◆ SOURCE TEXT:
- - - - - - -

Three days into free agency and the Dolphins’ top offseason priority is coming into focus: Make the offense as multiple and explosive as possible.

As for that defensive backfield? Worry about it later.

On the same day veteran cornerback Sean Smith split for Kansas City, the Dolphins again tried to bolster their passing game, meeting with threats Dustin Keller and Brandon Gibson.

Keller, a tight end formerly of the Jets, had an asking price the Dolphins wouldn’t meet. But Gibson, a 50-catch receiver with the Rams last season, might not leave town without a deal.

There was a sense of optimism Thursday that Gibson will end up with the Dolphins. He is said to be excited about joining Mike Wallace, Brian Hartline and Davone Bess in what would be a potent offense.

Gibson arrived from New York on Thursday after meeting with the Jets, his first stop on his free agency tour. He is also scheduled to interview with the Titans, but that would be canceled if all goes well in South Florida.

Smith, meanwhile, left the coast for the cold, agreeing to a three-year, $18 million deal with the Chiefs, with $11 million of the contract guaranteed.

As for the Dolphins? They never actually made Smith an offer, according to a league source.

In the end, Smith ended up where Vontae Davis said he would. Two weeks ago, Davis tweeted that the Chiefs had wooed Smith before the allowed time, a tampering no-no. Davis later claimed his account was hacked, and Smith said it was all a big misunderstanding.

- - - - - - -

◆ RECORDS:
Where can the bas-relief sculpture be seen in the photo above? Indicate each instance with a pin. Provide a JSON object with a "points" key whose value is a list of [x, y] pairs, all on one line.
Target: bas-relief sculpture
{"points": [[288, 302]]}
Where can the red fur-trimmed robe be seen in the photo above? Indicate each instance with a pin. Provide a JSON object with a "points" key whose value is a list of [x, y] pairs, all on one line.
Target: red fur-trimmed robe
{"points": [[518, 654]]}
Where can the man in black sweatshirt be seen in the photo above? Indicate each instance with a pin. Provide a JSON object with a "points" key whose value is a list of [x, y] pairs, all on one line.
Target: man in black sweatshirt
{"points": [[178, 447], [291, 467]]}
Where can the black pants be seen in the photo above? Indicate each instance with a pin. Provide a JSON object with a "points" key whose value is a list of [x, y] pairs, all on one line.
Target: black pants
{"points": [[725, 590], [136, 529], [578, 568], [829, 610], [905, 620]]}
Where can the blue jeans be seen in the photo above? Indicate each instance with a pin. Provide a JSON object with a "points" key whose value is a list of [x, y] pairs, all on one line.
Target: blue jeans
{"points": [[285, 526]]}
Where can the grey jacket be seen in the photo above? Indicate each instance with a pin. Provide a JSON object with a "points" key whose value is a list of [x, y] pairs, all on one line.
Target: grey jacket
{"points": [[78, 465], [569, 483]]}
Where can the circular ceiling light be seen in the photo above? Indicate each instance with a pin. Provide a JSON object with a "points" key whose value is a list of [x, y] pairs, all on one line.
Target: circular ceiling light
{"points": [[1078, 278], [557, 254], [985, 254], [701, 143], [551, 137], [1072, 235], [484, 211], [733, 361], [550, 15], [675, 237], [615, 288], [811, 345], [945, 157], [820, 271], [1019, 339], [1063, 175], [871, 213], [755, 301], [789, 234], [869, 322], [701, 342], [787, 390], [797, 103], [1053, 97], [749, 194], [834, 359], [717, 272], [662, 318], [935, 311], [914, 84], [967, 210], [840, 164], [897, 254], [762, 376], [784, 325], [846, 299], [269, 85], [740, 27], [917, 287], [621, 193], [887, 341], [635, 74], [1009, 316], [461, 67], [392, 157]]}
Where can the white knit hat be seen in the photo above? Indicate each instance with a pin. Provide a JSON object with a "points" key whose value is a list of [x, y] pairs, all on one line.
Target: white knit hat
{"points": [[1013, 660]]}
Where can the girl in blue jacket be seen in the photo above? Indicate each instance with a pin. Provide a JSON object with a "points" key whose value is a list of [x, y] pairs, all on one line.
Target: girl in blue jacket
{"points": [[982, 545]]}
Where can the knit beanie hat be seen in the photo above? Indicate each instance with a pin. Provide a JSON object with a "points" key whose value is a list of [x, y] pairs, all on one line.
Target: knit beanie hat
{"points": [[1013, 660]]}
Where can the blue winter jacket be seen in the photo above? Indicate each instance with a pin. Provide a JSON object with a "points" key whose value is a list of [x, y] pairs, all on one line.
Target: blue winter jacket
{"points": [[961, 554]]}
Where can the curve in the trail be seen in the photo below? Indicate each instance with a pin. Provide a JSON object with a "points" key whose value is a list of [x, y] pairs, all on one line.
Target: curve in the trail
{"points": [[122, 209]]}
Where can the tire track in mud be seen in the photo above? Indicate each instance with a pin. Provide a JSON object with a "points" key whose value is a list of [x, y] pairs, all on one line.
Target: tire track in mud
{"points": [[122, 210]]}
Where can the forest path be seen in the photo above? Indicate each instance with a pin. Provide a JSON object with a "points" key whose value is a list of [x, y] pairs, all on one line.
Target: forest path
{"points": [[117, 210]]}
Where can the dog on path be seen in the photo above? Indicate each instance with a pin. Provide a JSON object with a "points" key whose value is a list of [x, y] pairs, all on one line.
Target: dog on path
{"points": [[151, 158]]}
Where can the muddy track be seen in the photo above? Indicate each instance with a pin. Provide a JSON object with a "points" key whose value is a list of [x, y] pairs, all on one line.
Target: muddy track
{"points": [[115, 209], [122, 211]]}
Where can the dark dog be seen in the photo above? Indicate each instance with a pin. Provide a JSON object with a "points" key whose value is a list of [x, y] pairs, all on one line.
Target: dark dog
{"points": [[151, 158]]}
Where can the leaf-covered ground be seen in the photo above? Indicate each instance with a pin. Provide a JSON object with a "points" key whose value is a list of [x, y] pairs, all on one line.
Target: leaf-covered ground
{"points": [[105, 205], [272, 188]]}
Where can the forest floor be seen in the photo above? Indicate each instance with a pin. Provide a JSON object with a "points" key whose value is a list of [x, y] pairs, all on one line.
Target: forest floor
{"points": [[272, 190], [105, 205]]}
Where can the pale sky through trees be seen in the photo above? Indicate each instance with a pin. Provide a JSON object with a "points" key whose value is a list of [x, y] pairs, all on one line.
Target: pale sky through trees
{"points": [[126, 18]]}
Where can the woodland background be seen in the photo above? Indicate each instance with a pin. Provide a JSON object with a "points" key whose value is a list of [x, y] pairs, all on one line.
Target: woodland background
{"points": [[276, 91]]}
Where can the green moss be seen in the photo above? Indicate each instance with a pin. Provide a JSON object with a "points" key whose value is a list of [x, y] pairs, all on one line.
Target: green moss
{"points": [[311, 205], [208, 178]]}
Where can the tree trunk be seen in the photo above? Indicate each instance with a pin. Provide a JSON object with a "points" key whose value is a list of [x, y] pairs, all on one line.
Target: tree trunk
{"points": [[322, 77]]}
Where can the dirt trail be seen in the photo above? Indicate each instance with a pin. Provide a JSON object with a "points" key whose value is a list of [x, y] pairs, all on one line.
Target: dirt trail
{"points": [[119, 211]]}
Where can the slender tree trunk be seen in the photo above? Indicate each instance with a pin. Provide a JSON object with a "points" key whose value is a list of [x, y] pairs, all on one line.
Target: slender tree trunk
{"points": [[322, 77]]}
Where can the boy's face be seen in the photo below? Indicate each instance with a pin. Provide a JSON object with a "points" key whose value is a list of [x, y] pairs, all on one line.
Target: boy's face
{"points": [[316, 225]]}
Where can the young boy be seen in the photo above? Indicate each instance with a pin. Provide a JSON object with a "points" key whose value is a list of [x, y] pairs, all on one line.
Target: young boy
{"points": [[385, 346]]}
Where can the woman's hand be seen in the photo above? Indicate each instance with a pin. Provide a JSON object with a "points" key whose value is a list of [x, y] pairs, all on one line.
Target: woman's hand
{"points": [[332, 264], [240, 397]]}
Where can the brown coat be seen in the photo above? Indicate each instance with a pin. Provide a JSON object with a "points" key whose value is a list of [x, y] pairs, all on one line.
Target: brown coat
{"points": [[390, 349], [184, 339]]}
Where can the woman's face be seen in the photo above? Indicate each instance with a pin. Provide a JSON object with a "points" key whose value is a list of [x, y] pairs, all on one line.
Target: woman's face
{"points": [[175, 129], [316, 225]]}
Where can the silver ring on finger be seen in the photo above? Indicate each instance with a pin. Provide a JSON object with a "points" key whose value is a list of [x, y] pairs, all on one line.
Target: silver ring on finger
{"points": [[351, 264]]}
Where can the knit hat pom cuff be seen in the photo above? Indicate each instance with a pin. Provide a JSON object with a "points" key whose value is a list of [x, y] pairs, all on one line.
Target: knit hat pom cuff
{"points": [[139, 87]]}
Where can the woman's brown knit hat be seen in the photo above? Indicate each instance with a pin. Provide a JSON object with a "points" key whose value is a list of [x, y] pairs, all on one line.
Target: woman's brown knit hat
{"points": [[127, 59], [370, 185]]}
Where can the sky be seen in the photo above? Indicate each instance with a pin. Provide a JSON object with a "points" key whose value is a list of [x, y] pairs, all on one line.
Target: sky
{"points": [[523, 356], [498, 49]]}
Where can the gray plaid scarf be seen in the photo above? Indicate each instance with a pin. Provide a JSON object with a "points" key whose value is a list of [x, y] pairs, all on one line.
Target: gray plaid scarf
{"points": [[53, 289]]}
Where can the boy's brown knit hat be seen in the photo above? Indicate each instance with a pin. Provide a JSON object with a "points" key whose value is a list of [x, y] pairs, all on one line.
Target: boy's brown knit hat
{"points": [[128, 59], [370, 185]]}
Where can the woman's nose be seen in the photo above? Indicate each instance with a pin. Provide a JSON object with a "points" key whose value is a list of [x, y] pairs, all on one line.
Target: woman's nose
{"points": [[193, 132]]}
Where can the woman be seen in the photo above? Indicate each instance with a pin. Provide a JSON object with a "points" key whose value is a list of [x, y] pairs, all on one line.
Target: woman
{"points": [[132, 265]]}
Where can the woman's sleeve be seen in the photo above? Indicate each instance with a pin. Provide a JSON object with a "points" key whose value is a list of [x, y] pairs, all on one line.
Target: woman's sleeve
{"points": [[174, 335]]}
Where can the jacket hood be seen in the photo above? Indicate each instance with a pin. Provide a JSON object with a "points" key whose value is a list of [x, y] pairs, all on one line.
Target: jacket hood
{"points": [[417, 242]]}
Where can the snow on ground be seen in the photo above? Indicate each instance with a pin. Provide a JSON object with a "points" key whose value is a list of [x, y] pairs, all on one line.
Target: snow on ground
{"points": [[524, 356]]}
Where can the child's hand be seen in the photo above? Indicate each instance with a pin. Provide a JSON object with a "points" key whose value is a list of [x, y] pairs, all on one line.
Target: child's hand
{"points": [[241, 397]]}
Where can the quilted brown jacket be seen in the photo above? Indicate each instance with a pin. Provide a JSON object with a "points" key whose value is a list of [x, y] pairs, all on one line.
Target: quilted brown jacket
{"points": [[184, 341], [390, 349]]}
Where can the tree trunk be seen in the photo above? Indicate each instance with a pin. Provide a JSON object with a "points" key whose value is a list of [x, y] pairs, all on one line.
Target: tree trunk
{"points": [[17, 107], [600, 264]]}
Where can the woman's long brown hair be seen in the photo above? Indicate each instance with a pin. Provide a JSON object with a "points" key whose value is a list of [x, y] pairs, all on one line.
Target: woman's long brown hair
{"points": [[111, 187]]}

- - - - - - -

According to the Dolphins article, what were the terms of the deal Sean Smith agreed to with the Chiefs? Rely solely on the Dolphins article when responding.

◆ OUTPUT FOR THIS TASK: A three-year, $18 million deal, with $11 million of the contract guaranteed.